Direction >>
Rewrite every line of the data below as a numbered list, leaving out any blank lines.
-------- Supplied records --------
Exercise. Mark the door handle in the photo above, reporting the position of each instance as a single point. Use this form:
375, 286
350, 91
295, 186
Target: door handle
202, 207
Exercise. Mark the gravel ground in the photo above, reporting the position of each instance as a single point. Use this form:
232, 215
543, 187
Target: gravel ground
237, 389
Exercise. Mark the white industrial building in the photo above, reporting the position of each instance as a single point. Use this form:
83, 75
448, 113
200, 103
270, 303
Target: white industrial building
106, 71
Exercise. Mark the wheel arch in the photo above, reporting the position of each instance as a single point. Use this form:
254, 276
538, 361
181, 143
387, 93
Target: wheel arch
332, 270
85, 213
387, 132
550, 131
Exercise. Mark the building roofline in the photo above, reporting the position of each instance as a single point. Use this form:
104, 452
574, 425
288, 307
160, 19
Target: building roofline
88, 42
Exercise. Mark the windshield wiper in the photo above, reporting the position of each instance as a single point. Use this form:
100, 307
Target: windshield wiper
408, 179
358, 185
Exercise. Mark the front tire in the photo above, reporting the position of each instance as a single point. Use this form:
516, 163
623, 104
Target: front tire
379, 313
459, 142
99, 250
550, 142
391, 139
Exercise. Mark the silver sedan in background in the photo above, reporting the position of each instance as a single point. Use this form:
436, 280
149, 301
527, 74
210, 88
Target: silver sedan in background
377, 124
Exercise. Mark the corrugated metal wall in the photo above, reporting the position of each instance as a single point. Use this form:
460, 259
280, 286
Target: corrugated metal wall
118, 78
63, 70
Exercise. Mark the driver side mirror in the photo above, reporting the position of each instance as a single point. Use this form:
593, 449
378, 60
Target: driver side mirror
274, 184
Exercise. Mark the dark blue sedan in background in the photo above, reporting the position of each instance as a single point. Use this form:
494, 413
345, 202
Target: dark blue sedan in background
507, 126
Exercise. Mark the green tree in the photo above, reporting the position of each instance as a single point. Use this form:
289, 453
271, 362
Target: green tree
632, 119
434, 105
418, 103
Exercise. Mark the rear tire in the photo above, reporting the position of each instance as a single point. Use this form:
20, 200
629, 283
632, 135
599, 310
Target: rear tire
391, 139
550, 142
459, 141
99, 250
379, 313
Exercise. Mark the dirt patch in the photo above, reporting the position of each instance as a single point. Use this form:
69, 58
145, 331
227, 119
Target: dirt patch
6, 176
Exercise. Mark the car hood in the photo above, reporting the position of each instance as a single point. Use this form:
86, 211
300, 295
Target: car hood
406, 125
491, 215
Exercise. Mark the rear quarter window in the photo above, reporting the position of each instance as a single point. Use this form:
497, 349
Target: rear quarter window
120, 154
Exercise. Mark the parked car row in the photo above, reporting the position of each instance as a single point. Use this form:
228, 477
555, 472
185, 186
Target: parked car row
--------
Output >>
1. Exercise. Mark the door handle in the photo above, reporting the position of each instance as a single point. Use this form:
2. 375, 286
3. 350, 91
4. 295, 186
5. Target: door handle
6. 202, 207
7. Exercise. Mark the gravel ground in the photo above, reporting the position of each instance as a single point. Use this form:
8. 232, 215
9. 543, 187
10. Target: gravel ground
11. 237, 389
12. Exercise. Mark the white industrial building in the photo above, reporting the position of each instance as a single point. Use this form:
13. 83, 75
14. 448, 113
15. 200, 103
16. 270, 303
17. Target: white industrial building
18. 106, 71
19. Exercise. Mark the wheel arch in the photo above, reporting the position of each instance as a single point. Use this form:
20. 254, 276
21. 538, 361
22. 181, 143
23. 387, 93
24. Target: wheel arch
25. 332, 270
26. 85, 213
27. 387, 132
28. 550, 131
29. Exercise. Mark the building roofline in the photo above, reporting the position of each instance as a single point. Use this form:
30. 104, 452
31. 574, 425
32. 288, 307
33. 160, 19
34. Target: building roofline
35. 88, 42
36. Exercise. Mark the windshield wiper in the photo above, reporting the position of each instance as a single point. Use this form:
37. 100, 307
38. Target: windshield wiper
39. 408, 179
40. 358, 185
41. Exercise. Mark the front tire in the photo above, reporting the position of each instance as a single point. Use this form:
42. 516, 163
43. 623, 104
44. Target: front tire
45. 379, 313
46. 459, 142
47. 99, 250
48. 550, 142
49. 391, 139
50. Exercise. Mark the silver sedan in background in the photo above, reporting the position of each instance as a single point. Use this form:
51. 436, 280
52. 149, 301
53. 527, 74
54. 210, 88
55. Target: silver sedan in background
56. 377, 124
57. Exercise. Mark the corrugated metal wall in the photo above, reporting the position of each instance as a single point. Use this form:
58. 460, 259
59. 280, 286
60. Target: corrugated metal wall
61. 118, 78
62. 63, 70
63. Exercise. Mark the driver side mirror in the photo above, reporting the position of each instance as a single point. Use this form:
64. 593, 449
65. 378, 60
66. Target: driver side mirror
67. 274, 184
68. Exercise. Mark the dark blue sedan in background in the photo above, reporting the position of each instance as a single point. Use this form:
69. 494, 413
70. 345, 202
71. Target: dark blue sedan in background
72. 507, 126
73. Exercise. Mark the green tree in the photo above, reporting the position of each instance as a single point. Use this form:
74. 289, 453
75. 271, 362
76. Target: green tree
77. 632, 119
78. 434, 105
79. 418, 103
80. Exercise. Mark the rear tire in the photo above, reporting the position of each instance as a single point. Use this form:
81. 20, 200
82. 629, 283
83. 632, 135
84. 599, 310
85. Target: rear tire
86. 391, 139
87. 550, 142
88. 459, 141
89. 99, 250
90. 379, 313
91. Exercise. Mark the dirt patch in the photo above, reporting the position of each instance as a single point. Use this form:
92. 69, 58
93. 145, 331
94. 227, 119
95. Target: dirt patch
96. 6, 176
97. Exercise. Mark the car hood in the photo above, reporting the position of each instance as a single point. Use this form:
98. 86, 211
99. 300, 295
100. Target: car hood
101. 406, 125
102. 491, 215
103. Exercise. Mark the rear quarter window in the photo above, reporting the position of each instance as a single point. Use this form:
104. 497, 349
105. Target: rear quarter window
106. 120, 154
107. Exercise. Mark the parked car row in the photo above, reporting the position of each instance as a single point. Use this form:
108. 228, 477
109. 555, 472
110. 185, 186
111. Target: parked car row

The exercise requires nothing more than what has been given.